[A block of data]
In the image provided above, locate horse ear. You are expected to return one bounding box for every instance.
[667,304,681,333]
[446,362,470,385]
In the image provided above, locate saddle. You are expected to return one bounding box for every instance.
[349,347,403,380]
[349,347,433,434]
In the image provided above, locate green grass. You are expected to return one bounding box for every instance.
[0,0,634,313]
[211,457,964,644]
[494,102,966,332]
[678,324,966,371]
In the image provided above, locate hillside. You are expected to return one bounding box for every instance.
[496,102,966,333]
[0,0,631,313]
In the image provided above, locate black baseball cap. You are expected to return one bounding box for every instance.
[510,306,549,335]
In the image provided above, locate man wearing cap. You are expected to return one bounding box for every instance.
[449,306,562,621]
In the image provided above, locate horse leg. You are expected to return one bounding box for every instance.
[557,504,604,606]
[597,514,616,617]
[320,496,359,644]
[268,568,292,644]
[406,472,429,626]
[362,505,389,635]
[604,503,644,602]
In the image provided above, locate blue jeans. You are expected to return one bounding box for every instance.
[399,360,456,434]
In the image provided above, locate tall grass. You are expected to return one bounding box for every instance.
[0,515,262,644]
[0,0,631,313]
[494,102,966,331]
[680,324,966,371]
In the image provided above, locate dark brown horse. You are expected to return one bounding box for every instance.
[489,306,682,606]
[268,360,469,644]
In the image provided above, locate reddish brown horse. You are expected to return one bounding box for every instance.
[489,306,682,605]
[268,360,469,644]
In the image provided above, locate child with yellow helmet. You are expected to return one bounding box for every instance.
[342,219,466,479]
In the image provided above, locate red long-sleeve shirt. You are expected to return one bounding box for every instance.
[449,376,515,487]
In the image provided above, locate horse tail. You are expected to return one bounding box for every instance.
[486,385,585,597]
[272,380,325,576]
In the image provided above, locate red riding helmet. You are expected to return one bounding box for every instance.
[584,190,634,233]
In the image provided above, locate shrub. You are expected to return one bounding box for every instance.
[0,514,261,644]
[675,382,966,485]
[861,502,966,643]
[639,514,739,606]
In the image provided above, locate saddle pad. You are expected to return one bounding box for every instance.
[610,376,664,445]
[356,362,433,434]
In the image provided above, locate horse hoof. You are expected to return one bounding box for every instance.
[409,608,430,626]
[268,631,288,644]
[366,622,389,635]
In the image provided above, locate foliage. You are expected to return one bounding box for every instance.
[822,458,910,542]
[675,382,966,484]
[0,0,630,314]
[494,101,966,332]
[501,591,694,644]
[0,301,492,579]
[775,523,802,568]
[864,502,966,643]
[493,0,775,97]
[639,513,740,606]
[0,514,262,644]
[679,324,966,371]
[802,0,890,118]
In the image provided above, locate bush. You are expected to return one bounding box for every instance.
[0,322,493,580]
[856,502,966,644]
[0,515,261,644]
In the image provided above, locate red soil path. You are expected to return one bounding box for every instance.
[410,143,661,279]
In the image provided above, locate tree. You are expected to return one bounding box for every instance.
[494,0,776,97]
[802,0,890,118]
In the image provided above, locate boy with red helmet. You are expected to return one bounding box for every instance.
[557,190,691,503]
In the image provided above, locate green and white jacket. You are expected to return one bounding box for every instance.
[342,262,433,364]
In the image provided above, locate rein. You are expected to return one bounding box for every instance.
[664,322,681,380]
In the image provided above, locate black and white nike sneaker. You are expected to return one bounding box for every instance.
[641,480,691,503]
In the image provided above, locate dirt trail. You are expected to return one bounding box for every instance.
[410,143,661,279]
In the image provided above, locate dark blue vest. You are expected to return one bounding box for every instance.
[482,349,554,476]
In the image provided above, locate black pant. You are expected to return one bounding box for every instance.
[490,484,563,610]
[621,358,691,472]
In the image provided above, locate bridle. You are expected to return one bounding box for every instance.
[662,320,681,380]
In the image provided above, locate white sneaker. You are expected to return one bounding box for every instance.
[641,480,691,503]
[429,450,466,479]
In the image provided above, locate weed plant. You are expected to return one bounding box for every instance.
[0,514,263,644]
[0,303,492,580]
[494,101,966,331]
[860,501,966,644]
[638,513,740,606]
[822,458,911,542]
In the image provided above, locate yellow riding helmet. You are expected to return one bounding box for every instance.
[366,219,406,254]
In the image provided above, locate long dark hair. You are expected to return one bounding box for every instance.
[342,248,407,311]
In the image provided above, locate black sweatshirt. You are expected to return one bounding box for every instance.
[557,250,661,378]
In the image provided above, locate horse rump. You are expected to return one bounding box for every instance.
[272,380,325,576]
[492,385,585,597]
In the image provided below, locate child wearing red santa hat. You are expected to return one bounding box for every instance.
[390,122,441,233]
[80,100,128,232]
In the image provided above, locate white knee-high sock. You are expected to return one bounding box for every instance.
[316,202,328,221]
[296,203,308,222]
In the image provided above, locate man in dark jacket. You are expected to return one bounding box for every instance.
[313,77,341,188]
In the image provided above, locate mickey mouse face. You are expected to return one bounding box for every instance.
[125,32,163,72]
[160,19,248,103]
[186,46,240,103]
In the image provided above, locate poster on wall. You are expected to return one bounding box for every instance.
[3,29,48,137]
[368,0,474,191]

*INSTRUCTION*. Copy out the material word for word, from its first line through the line that contains "[349,347,433,434]", with both of those lines included.

*EXERCISE ANSWER*.
In the image provided above, locate horse ear. You are expected to return one bounding box for every instance.
[667,304,681,333]
[446,362,470,385]
In the image provided above, locate saddle. You are expected to return one bounding box for every instance.
[349,347,403,380]
[349,347,433,434]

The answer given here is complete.